Problem details
Copy out the following items line for line, with no changes.

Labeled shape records
☆ ☆ ☆ ☆

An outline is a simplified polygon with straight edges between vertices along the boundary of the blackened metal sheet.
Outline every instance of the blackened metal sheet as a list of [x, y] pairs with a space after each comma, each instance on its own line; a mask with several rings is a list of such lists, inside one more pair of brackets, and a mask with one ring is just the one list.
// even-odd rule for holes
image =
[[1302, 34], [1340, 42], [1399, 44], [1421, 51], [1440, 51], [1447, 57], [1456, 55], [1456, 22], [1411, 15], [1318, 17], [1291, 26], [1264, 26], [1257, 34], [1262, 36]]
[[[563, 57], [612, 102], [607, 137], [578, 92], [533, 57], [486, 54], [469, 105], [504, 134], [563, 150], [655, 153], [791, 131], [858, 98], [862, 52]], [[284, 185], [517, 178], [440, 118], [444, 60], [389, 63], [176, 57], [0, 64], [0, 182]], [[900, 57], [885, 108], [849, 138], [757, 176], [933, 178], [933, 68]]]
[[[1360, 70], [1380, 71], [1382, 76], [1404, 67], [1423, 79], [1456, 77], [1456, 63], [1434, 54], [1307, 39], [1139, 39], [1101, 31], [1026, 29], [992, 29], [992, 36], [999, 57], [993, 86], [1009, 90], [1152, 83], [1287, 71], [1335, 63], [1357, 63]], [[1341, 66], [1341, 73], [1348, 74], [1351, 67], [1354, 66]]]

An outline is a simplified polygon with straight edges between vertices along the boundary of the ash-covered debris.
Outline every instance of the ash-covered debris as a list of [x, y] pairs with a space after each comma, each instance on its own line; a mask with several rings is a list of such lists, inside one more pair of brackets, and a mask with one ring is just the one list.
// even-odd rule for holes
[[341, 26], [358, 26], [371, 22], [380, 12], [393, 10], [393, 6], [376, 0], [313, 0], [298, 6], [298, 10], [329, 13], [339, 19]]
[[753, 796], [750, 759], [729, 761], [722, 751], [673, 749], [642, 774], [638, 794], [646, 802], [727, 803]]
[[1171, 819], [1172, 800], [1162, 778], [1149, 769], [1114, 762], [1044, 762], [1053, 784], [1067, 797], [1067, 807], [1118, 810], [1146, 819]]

☆ ☆ ☆ ☆

Solution
An outline is a simplified polygon with straight edges between vertices along the boundary of the blackened metal sheet.
Outline every instance of the blackened metal sheet as a list of [x, y] pairs with a space after each comma, each instance on its own line; a mask with several rings is a list of such lists, inside one more pair of brackets, and a mask with one ring is just the one list.
// even-odd rule for holes
image =
[[1302, 34], [1340, 42], [1399, 44], [1421, 51], [1440, 51], [1447, 57], [1456, 55], [1456, 22], [1411, 15], [1318, 17], [1291, 26], [1264, 26], [1257, 34], [1262, 36]]
[[[563, 57], [612, 102], [607, 137], [578, 92], [533, 57], [486, 54], [469, 105], [504, 134], [563, 150], [655, 153], [791, 131], [858, 98], [862, 52]], [[284, 185], [517, 178], [440, 118], [444, 60], [389, 63], [176, 57], [0, 64], [0, 182]], [[900, 57], [885, 108], [849, 138], [757, 176], [933, 178], [933, 68]]]
[[[1360, 70], [1380, 71], [1382, 76], [1404, 67], [1423, 79], [1456, 77], [1456, 63], [1434, 54], [1307, 39], [1139, 39], [1101, 31], [1026, 29], [992, 29], [992, 36], [999, 57], [993, 86], [1009, 90], [1152, 83], [1287, 71], [1335, 63], [1357, 63]], [[1341, 66], [1341, 73], [1348, 74], [1351, 67], [1354, 66]]]

An outline is a simplified polygon with straight edges between vertices along the boundary of the ash-covered debris.
Outline every instance of the ash-covered debris as a list of [x, y] pairs with a space after each comma, each instance on its own line; a mask with several rings is a list of such lists, inside one more pair of brackets, and a mask with one ring is just the one list.
// even-odd rule for holes
[[341, 26], [358, 26], [371, 22], [380, 12], [393, 10], [393, 6], [376, 0], [313, 0], [298, 6], [298, 10], [329, 13], [339, 19]]
[[753, 796], [750, 759], [729, 761], [722, 751], [673, 749], [642, 774], [638, 794], [646, 802], [727, 803]]
[[1171, 819], [1172, 800], [1162, 778], [1149, 769], [1114, 762], [1044, 762], [1053, 784], [1067, 797], [1067, 807], [1118, 810], [1146, 819]]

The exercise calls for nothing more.